+++ Recorded information

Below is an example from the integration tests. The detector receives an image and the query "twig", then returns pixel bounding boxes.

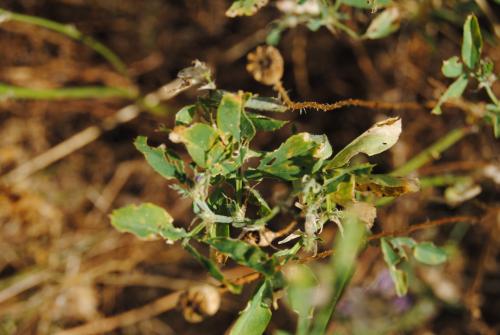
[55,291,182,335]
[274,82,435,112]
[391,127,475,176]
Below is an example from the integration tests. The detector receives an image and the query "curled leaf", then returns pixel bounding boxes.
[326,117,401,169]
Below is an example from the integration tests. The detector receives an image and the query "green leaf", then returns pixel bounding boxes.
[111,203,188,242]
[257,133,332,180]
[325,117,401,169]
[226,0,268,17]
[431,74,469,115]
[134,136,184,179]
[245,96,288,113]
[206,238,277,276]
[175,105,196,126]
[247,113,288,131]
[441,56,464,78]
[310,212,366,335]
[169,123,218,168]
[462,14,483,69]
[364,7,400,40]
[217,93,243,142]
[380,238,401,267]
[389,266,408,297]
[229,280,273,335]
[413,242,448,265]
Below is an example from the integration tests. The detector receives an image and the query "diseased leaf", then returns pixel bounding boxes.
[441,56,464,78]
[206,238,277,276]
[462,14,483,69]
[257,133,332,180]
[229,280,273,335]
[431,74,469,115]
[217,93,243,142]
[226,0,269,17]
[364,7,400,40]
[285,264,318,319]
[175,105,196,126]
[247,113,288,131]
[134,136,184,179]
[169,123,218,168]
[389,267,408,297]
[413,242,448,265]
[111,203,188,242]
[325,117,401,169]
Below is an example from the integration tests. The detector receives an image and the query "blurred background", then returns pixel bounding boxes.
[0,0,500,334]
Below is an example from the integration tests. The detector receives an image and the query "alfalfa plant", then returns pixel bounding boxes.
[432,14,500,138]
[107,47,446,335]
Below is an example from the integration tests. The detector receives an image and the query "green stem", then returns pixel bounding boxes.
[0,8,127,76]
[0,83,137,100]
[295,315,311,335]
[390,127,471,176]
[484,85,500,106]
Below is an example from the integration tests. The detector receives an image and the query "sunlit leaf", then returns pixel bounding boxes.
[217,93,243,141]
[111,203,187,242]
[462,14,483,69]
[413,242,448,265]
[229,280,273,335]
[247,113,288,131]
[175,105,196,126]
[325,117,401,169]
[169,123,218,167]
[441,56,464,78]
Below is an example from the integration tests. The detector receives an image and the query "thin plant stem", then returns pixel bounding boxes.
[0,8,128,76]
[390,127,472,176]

++++++
+++ Recorded information

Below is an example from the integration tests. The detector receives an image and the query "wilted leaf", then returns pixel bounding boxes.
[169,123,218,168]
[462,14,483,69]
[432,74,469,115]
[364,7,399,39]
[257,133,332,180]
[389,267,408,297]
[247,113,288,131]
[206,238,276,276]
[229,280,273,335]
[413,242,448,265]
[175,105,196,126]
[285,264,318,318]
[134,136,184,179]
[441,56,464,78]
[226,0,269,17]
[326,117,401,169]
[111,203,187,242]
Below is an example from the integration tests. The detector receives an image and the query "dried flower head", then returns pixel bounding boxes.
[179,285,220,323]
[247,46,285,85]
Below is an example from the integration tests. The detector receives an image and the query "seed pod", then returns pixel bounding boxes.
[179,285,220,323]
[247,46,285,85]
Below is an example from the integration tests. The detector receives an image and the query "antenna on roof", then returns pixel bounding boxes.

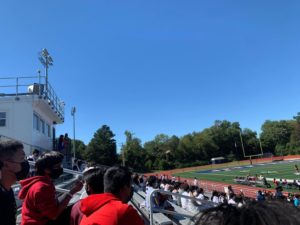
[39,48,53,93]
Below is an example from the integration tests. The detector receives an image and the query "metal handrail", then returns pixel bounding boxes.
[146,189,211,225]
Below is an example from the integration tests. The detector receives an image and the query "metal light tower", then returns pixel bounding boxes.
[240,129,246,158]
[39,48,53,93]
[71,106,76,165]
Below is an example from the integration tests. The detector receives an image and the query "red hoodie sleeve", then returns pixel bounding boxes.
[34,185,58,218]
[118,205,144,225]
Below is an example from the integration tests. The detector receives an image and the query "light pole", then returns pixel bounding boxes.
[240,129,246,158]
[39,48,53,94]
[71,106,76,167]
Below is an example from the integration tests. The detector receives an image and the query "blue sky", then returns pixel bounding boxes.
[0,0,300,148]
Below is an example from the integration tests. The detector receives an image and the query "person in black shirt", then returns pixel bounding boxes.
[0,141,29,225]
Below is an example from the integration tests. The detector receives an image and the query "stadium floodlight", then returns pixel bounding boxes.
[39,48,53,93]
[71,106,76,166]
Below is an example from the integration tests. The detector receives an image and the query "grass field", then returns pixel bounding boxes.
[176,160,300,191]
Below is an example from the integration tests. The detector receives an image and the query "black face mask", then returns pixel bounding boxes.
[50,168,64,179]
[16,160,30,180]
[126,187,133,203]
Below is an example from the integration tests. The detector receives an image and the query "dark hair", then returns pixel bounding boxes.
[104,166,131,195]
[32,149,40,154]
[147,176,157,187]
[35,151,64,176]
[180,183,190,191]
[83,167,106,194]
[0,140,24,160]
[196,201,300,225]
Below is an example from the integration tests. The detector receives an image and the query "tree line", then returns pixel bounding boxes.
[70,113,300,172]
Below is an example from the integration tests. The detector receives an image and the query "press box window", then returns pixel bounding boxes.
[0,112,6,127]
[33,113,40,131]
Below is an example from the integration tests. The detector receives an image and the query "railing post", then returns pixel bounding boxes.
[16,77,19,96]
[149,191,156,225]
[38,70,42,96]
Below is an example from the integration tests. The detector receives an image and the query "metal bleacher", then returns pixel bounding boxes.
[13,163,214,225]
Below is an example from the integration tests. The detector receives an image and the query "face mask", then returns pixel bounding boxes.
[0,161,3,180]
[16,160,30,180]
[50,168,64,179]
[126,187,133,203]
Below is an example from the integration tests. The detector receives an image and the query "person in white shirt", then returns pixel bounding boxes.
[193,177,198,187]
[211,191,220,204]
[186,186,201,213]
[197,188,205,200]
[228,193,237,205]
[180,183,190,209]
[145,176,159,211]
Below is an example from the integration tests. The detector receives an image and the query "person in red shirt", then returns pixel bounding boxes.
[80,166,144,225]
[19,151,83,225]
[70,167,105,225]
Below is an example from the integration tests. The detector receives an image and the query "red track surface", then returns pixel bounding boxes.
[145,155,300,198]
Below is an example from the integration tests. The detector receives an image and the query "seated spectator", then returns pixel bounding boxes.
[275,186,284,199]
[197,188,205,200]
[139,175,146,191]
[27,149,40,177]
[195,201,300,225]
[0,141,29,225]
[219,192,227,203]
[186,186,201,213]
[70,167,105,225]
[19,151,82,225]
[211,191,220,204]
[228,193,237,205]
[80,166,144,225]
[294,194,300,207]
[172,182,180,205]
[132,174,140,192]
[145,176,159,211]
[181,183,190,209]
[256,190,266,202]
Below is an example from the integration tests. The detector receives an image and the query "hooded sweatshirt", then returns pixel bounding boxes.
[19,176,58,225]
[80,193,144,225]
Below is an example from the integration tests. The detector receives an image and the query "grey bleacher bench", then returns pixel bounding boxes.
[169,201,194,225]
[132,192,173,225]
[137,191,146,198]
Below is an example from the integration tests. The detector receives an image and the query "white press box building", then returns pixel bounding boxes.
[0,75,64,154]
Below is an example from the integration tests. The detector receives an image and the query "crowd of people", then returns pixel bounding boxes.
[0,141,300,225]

++++++

Aim =>
Which lines of the data above contain the string "person"? List every one of them in full.

Solution for this exercise =>
Below is an example from the integration tests. The detector receives an image and the query "person in black shirt", then returns pixel bounding boxes.
Below is an example from the integration tests. The detector receives an image and the query "person in white shirt", then returns pixel bounding boxes.
Below is an example from the integration tests. The detector receives an image and the query "person in red shirt", then returns pixel bounding boxes.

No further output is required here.